▶ [Work to do]: Reproduce only the lines that run from the line with "Tag one point on each instance of the white siding" to the last line of the material, both ends included, exactly as they appear.

▶ [Record set]:
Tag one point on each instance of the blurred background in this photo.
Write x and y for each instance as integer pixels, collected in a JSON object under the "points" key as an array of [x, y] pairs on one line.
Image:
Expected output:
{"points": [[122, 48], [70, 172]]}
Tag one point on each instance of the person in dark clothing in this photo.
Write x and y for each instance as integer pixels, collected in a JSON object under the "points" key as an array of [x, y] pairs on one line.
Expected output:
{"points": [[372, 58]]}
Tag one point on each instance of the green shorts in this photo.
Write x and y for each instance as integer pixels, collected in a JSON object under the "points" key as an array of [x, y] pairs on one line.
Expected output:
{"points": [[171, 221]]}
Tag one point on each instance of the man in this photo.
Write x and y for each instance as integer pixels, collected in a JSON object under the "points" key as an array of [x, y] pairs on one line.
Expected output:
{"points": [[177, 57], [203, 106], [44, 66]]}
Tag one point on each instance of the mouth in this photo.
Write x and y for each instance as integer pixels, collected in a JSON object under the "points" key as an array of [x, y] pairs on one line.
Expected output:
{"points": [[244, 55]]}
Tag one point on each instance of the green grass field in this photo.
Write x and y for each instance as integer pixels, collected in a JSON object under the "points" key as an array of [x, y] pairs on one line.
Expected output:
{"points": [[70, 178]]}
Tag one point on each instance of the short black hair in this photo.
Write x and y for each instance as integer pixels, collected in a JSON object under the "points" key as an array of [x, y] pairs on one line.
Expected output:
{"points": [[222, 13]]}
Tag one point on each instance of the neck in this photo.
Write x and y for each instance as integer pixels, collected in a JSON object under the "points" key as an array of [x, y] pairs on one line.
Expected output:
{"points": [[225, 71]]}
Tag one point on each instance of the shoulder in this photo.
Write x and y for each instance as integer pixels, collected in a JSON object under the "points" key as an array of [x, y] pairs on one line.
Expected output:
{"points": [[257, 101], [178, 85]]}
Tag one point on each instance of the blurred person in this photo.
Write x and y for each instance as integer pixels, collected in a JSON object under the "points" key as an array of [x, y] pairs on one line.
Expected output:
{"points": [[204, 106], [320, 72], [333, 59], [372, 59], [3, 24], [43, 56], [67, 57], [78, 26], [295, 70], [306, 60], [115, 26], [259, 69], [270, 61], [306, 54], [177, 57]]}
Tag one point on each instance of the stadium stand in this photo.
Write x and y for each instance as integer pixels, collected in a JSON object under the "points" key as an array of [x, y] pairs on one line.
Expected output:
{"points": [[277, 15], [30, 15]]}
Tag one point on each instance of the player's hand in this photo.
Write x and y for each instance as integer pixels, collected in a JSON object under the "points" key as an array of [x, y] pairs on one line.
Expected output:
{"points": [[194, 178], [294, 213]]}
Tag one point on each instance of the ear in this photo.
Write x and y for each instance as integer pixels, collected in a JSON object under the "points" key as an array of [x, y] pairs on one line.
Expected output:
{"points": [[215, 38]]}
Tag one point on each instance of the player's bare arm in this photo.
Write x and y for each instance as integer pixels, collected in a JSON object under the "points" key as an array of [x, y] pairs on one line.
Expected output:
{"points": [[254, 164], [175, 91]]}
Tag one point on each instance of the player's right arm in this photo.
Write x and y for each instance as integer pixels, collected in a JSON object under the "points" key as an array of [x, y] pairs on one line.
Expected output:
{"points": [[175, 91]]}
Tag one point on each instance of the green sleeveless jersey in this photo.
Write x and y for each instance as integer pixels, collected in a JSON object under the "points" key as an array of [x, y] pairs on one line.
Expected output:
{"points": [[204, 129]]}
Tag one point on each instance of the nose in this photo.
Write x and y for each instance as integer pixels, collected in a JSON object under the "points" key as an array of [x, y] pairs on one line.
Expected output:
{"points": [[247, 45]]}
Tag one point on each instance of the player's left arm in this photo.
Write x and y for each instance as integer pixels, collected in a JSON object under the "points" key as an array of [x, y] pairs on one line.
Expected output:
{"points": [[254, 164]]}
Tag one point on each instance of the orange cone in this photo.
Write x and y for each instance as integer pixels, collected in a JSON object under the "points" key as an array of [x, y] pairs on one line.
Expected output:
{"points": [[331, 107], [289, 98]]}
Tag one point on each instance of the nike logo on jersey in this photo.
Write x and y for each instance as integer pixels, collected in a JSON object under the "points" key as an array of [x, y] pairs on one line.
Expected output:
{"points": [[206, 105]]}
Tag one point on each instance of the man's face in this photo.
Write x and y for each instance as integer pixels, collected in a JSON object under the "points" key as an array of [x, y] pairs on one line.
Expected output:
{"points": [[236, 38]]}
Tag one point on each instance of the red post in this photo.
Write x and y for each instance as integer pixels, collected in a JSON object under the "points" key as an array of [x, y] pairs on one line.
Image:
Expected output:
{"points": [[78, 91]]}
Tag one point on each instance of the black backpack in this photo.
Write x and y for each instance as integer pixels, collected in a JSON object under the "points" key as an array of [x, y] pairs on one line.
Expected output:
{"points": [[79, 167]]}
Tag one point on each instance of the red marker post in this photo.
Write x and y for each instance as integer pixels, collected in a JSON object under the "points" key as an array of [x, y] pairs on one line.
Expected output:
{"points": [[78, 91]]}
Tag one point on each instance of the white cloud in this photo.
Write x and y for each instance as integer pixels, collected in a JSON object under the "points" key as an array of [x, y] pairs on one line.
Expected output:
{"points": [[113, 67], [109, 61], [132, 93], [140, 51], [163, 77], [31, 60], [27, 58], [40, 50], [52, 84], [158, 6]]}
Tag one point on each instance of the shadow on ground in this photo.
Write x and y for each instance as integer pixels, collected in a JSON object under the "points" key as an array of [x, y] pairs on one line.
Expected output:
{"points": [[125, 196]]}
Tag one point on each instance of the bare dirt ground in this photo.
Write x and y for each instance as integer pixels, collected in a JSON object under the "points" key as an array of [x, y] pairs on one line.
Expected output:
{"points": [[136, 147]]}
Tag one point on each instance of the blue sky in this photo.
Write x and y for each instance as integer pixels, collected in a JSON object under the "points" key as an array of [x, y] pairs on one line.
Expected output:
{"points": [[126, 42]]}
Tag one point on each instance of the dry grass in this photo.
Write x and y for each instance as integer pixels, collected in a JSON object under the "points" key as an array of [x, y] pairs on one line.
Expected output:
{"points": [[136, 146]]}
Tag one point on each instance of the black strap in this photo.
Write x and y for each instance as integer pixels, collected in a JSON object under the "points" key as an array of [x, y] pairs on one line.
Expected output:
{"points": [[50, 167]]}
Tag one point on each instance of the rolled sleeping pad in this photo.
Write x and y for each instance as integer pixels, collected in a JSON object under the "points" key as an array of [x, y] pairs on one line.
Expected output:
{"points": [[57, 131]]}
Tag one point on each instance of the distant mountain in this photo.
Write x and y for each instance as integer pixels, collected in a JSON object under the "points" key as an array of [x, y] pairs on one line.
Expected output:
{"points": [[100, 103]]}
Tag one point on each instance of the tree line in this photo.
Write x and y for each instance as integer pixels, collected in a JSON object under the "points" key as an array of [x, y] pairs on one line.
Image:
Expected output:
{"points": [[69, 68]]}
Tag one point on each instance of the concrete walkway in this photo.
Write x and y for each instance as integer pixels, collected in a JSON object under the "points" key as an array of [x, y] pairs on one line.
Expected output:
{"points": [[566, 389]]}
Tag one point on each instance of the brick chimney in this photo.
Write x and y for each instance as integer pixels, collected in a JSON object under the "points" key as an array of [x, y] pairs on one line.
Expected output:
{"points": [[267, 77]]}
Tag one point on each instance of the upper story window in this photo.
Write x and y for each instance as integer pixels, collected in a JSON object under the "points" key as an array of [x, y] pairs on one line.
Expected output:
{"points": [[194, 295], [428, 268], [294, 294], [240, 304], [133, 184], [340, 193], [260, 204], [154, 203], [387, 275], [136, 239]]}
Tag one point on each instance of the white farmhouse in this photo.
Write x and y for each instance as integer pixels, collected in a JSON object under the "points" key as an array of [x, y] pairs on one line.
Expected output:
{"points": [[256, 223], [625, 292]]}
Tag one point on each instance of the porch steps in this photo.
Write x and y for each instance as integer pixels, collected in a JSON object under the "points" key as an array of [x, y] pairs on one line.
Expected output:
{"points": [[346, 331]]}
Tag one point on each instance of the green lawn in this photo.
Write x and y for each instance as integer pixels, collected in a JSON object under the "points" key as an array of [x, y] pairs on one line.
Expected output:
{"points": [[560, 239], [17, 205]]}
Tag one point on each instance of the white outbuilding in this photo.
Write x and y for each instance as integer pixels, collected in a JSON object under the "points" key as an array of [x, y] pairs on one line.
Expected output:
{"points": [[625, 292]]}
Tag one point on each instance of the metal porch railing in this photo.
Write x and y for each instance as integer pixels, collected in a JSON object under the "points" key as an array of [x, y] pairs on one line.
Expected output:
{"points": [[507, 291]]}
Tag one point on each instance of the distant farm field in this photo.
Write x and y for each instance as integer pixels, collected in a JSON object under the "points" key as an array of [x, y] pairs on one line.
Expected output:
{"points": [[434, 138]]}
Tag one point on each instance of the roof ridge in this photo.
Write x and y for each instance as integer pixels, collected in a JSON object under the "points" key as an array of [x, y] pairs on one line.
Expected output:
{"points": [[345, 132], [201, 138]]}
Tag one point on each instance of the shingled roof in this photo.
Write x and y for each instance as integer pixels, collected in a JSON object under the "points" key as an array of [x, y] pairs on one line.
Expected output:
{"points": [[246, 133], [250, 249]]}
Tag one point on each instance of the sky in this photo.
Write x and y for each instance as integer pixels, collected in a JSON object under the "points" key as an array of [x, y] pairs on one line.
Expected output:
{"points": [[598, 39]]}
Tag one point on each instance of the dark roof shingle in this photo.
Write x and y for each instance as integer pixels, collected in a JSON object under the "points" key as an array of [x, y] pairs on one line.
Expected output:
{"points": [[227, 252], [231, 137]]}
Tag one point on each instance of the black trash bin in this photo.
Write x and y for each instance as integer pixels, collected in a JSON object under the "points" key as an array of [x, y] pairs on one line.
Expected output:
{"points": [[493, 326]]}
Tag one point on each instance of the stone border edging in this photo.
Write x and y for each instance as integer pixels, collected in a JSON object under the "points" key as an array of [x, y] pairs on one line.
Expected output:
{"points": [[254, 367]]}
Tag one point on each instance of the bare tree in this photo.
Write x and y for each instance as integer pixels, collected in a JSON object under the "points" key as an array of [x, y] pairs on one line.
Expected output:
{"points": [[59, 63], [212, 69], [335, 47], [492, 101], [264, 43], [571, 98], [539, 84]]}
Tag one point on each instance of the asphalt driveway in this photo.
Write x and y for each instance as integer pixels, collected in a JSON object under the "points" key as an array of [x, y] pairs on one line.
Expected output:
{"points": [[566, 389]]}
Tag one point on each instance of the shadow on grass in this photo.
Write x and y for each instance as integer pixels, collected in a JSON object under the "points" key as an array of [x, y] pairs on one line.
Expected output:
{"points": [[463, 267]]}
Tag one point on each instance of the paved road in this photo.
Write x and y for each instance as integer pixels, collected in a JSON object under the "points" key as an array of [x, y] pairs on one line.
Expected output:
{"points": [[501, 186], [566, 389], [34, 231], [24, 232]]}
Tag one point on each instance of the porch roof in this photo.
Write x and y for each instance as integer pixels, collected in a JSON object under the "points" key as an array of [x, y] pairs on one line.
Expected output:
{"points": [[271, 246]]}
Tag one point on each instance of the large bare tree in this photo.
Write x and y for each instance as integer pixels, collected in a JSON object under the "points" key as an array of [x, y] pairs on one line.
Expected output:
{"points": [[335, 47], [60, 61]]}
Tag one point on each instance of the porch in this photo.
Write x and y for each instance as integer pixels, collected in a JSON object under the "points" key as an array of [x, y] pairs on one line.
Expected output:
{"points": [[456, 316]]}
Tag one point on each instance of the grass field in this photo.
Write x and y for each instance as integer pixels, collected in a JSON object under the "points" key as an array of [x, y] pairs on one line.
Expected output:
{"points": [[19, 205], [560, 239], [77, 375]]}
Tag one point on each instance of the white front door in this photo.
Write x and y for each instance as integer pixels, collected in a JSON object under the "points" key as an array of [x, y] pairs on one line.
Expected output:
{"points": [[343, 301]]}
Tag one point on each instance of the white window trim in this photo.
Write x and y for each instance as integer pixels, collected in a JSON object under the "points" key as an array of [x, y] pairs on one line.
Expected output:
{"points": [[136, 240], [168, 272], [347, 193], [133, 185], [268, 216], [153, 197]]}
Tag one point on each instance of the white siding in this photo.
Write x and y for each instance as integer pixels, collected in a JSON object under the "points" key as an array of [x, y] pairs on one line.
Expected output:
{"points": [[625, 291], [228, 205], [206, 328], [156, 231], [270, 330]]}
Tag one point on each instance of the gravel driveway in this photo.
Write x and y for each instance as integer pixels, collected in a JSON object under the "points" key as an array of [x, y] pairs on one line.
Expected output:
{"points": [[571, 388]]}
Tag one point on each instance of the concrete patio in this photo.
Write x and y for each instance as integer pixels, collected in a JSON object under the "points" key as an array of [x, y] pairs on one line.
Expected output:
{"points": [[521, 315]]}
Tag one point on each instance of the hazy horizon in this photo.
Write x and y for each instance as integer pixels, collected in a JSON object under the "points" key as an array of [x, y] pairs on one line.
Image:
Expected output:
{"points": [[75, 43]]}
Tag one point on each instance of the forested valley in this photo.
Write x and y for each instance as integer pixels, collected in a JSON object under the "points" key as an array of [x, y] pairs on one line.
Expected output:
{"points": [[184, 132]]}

▶ [Correct output]:
Tag one point on each instance of the white siding in this photo.
Write x and y for each instance as integer pixels, collected in a JSON object under the "points" key as an array of [x, y] pairs on one line.
Expected output:
{"points": [[625, 291], [228, 205], [206, 328], [156, 231], [270, 330]]}
Tag one point on each instance of the gravel driveway in this photo.
Write x and y for each instance as integer pixels, collected in a JSON object under the "points" key as an array of [x, y] pairs on one line.
Expected output:
{"points": [[571, 388]]}
Tag one point on each instance of the concrete patio in this photo.
Write x and y for each instance as integer pixels, collected in a JSON object under the "points" key as an array of [x, y] pairs on one line.
Expected output:
{"points": [[521, 315]]}
Tag one point on each instance of the hazy horizon in this photo.
Write x and y for each instance as integer pixels, collected in a JSON object under the "points" key as an array of [x, y] pairs on one line.
Image:
Expected output:
{"points": [[75, 43]]}
Tag one point on each instance of the forested valley in this photo.
Write x and y for each instance as integer pixels, collected in a JSON object under the "points" key as an array of [x, y] pairs on one line.
Expected output:
{"points": [[184, 132]]}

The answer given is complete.